Excerpts from a point labeling dataset:
.....
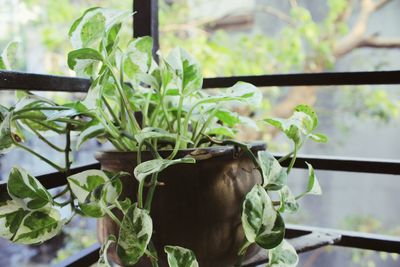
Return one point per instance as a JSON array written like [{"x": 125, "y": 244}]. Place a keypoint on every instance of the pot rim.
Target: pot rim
[{"x": 197, "y": 153}]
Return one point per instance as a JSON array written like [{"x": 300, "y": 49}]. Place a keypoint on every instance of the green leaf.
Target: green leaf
[
  {"x": 157, "y": 165},
  {"x": 87, "y": 30},
  {"x": 258, "y": 214},
  {"x": 303, "y": 121},
  {"x": 245, "y": 92},
  {"x": 11, "y": 216},
  {"x": 186, "y": 70},
  {"x": 311, "y": 113},
  {"x": 84, "y": 61},
  {"x": 288, "y": 201},
  {"x": 274, "y": 176},
  {"x": 269, "y": 239},
  {"x": 241, "y": 91},
  {"x": 88, "y": 134},
  {"x": 156, "y": 133},
  {"x": 39, "y": 226},
  {"x": 221, "y": 130},
  {"x": 134, "y": 235},
  {"x": 8, "y": 56},
  {"x": 82, "y": 185},
  {"x": 6, "y": 139},
  {"x": 321, "y": 138},
  {"x": 313, "y": 187},
  {"x": 103, "y": 259},
  {"x": 138, "y": 57},
  {"x": 227, "y": 117},
  {"x": 112, "y": 39},
  {"x": 180, "y": 257},
  {"x": 283, "y": 255},
  {"x": 27, "y": 190}
]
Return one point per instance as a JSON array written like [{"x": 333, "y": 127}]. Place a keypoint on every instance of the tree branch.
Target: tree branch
[
  {"x": 275, "y": 12},
  {"x": 376, "y": 42},
  {"x": 357, "y": 34},
  {"x": 381, "y": 4}
]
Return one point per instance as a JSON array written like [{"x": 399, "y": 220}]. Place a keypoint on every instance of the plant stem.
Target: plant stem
[
  {"x": 54, "y": 129},
  {"x": 61, "y": 193},
  {"x": 145, "y": 119},
  {"x": 111, "y": 111},
  {"x": 204, "y": 127},
  {"x": 52, "y": 164},
  {"x": 41, "y": 137},
  {"x": 153, "y": 251},
  {"x": 293, "y": 160},
  {"x": 140, "y": 193},
  {"x": 282, "y": 159},
  {"x": 39, "y": 108},
  {"x": 125, "y": 101},
  {"x": 150, "y": 193},
  {"x": 112, "y": 216},
  {"x": 242, "y": 253}
]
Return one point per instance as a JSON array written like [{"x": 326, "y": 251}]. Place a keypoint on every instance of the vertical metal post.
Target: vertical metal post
[{"x": 145, "y": 20}]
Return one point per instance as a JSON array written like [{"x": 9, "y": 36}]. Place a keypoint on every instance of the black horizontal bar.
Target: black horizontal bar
[
  {"x": 55, "y": 179},
  {"x": 304, "y": 238},
  {"x": 362, "y": 165},
  {"x": 347, "y": 164},
  {"x": 40, "y": 82},
  {"x": 85, "y": 257},
  {"x": 309, "y": 79},
  {"x": 351, "y": 239}
]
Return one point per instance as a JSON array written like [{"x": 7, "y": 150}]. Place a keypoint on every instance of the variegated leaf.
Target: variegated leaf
[
  {"x": 134, "y": 235},
  {"x": 180, "y": 257},
  {"x": 27, "y": 190}
]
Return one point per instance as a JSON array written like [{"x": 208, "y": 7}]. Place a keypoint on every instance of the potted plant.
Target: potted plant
[{"x": 177, "y": 181}]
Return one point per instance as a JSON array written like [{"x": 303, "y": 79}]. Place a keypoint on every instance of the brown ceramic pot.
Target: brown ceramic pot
[{"x": 197, "y": 207}]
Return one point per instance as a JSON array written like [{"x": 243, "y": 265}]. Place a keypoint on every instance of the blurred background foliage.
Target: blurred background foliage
[{"x": 252, "y": 37}]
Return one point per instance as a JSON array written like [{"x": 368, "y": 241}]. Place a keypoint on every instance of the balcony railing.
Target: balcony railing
[{"x": 304, "y": 238}]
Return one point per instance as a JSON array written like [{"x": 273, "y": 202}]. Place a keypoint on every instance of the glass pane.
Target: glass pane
[
  {"x": 340, "y": 256},
  {"x": 360, "y": 121},
  {"x": 41, "y": 27},
  {"x": 234, "y": 37}
]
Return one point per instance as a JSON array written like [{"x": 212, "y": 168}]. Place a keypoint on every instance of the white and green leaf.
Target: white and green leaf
[
  {"x": 27, "y": 190},
  {"x": 84, "y": 61},
  {"x": 103, "y": 259},
  {"x": 87, "y": 30},
  {"x": 283, "y": 255},
  {"x": 261, "y": 223},
  {"x": 89, "y": 133},
  {"x": 138, "y": 57},
  {"x": 288, "y": 201},
  {"x": 83, "y": 183},
  {"x": 274, "y": 176},
  {"x": 313, "y": 186},
  {"x": 186, "y": 69},
  {"x": 11, "y": 217},
  {"x": 39, "y": 225},
  {"x": 8, "y": 56},
  {"x": 134, "y": 235}
]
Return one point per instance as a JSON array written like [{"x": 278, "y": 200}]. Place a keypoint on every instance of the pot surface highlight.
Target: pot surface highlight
[{"x": 198, "y": 206}]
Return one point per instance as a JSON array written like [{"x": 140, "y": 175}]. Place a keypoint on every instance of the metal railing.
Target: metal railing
[{"x": 307, "y": 237}]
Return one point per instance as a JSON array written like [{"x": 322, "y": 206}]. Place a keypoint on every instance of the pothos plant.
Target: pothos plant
[{"x": 137, "y": 103}]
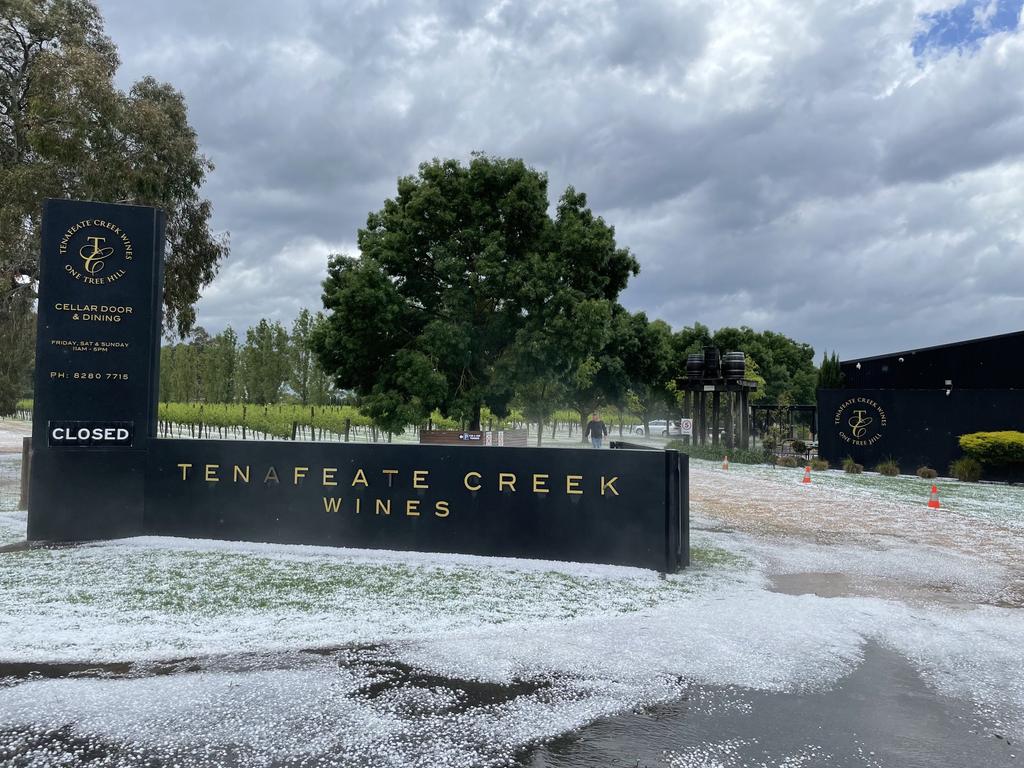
.....
> Brief
Please list each line in the items above that contains the word "railing".

> Answer
Return one point per instance as a JSON array written like [{"x": 368, "y": 241}]. Place a keypoint on every instance of the balcony railing.
Target: balcony railing
Return one point per instance as a JSON array written like [{"x": 140, "y": 175}]. Place a keypoint on every instance of the metal railing.
Target: metal railing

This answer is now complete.